**READING PASSAGE:**
* Start *

On Thu, 9 Aug 2018 20:15:04 +0530
Gautham R Shenoy <e...@linux.vnet.ibm.com> wrote:

> Hello Nicholas,
> On Fri, Aug 03, 2018 at 02:13:50PM +1000, Nicholas Piggin wrote:
> > Reimplement Book3S idle code in C, moving POWER7/8/9 implementation
> > speific HV idle code to the powernv platform code. Generic book3s
> > assembly stubs are kept in common code and used only to save and
> > restore the stack frame and non-volatile GPRs just before going to
> > idle and just after waking up, which can return into C code.
> > 
> > Moving the HMI, SPR, OPAL, locking, etc. to C is the only real
> > way this stuff will cope with non-trivial new CPU implementation
> > details, firmware changes, etc., without becoming unmaintainable.
> > 
> > This is not a strict translation to C code, there are some
> > differences.
> > 
> > - Idle wakeup no longer uses the ->cpu_restore call to reinit SPRs,
> >   but saves and restores them all explicitly.
> > 
> > - The optimisation where EC=ESL=0 idle modes did not have to save
> >   GPRs or change MSR is restored, because it's now simple to do.
> >   State loss modes that did not actually lose GPRs can use this
> >   optimization too.

* End *

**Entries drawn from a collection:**
* Start *

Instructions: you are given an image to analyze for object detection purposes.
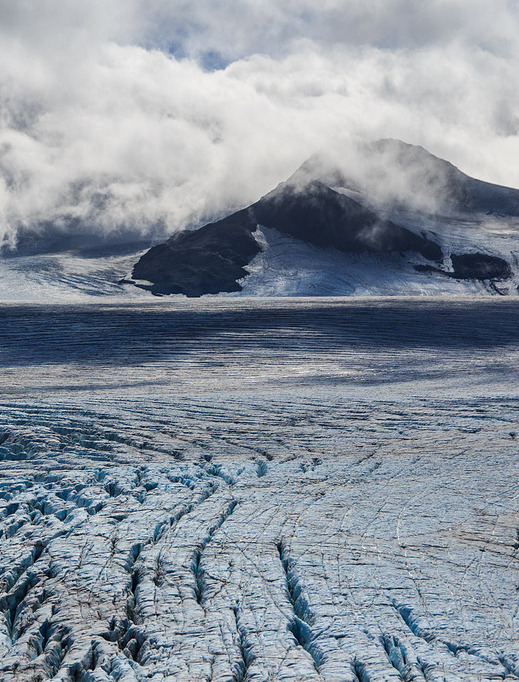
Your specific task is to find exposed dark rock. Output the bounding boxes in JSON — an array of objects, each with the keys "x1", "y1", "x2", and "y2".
[
  {"x1": 415, "y1": 253, "x2": 512, "y2": 282},
  {"x1": 251, "y1": 180, "x2": 443, "y2": 262},
  {"x1": 451, "y1": 253, "x2": 512, "y2": 280},
  {"x1": 132, "y1": 181, "x2": 442, "y2": 296},
  {"x1": 132, "y1": 209, "x2": 260, "y2": 296}
]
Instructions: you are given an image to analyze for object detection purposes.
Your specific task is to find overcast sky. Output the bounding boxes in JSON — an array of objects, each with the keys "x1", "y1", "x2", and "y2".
[{"x1": 0, "y1": 0, "x2": 519, "y2": 244}]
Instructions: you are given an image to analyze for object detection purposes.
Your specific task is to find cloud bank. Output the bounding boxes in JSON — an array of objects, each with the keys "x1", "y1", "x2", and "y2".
[{"x1": 0, "y1": 0, "x2": 519, "y2": 248}]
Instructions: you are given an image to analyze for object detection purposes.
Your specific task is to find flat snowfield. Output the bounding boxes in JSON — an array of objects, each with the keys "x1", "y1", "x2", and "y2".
[{"x1": 0, "y1": 298, "x2": 519, "y2": 682}]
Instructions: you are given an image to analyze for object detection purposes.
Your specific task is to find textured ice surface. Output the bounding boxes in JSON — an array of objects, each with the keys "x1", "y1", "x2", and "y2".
[{"x1": 0, "y1": 299, "x2": 519, "y2": 682}]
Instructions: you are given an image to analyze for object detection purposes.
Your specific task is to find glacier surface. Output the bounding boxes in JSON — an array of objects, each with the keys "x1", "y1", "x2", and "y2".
[{"x1": 0, "y1": 298, "x2": 519, "y2": 682}]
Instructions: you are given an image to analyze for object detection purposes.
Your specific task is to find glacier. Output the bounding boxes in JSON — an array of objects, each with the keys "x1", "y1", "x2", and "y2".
[{"x1": 0, "y1": 292, "x2": 519, "y2": 682}]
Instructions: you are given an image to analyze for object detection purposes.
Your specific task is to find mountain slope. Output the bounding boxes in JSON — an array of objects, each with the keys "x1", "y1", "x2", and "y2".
[{"x1": 128, "y1": 140, "x2": 519, "y2": 296}]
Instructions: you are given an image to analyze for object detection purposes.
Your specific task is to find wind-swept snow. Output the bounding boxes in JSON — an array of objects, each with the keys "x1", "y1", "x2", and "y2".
[{"x1": 0, "y1": 298, "x2": 519, "y2": 682}]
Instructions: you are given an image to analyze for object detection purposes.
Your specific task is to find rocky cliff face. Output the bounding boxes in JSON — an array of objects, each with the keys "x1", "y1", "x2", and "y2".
[{"x1": 128, "y1": 140, "x2": 519, "y2": 296}]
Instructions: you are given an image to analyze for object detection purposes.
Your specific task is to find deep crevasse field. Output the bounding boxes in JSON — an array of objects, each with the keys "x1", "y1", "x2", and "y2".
[{"x1": 0, "y1": 298, "x2": 519, "y2": 682}]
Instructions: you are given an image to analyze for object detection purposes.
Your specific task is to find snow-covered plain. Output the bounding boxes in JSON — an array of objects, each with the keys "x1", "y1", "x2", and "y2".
[{"x1": 0, "y1": 297, "x2": 519, "y2": 682}]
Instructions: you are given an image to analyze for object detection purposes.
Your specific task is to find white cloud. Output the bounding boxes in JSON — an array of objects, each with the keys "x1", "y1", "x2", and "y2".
[{"x1": 0, "y1": 0, "x2": 519, "y2": 247}]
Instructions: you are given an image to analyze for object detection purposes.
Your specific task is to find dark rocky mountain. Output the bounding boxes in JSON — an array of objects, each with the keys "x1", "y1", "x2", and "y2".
[{"x1": 128, "y1": 140, "x2": 519, "y2": 296}]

* End *

**PROBLEM STATEMENT:** Write out the mailing list message about the Book3S idle code in full, word for word. The records have no connection to the mailing list message.

**SOLVED PROBLEM:**
On Thu, 9 Aug 2018 20:15:04 +0530
Gautham R Shenoy <e...@linux.vnet.ibm.com> wrote:

> Hello Nicholas,
> On Fri, Aug 03, 2018 at 02:13:50PM +1000, Nicholas Piggin wrote:
> > Reimplement Book3S idle code in C, moving POWER7/8/9 implementation
> > speific HV idle code to the powernv platform code. Generic book3s
> > assembly stubs are kept in common code and used only to save and
> > restore the stack frame and non-volatile GPRs just before going to
> > idle and just after waking up, which can return into C code.
> > 
> > Moving the HMI, SPR, OPAL, locking, etc. to C is the only real
> > way this stuff will cope with non-trivial new CPU implementation
> > details, firmware changes, etc., without becoming unmaintainable.
> > 
> > This is not a strict translation to C code, there are some
> > differences.
> > 
> > - Idle wakeup no longer uses the ->cpu_restore call to reinit SPRs,
> >   but saves and restores them all explicitly.
> > 
> > - The optimisation where EC=ESL=0 idle modes did not have to save
> >   GPRs or change MSR is restored, because it's now simple to do.
> >   State loss modes that did not actually lose GPRs can use this
> >   optimization too.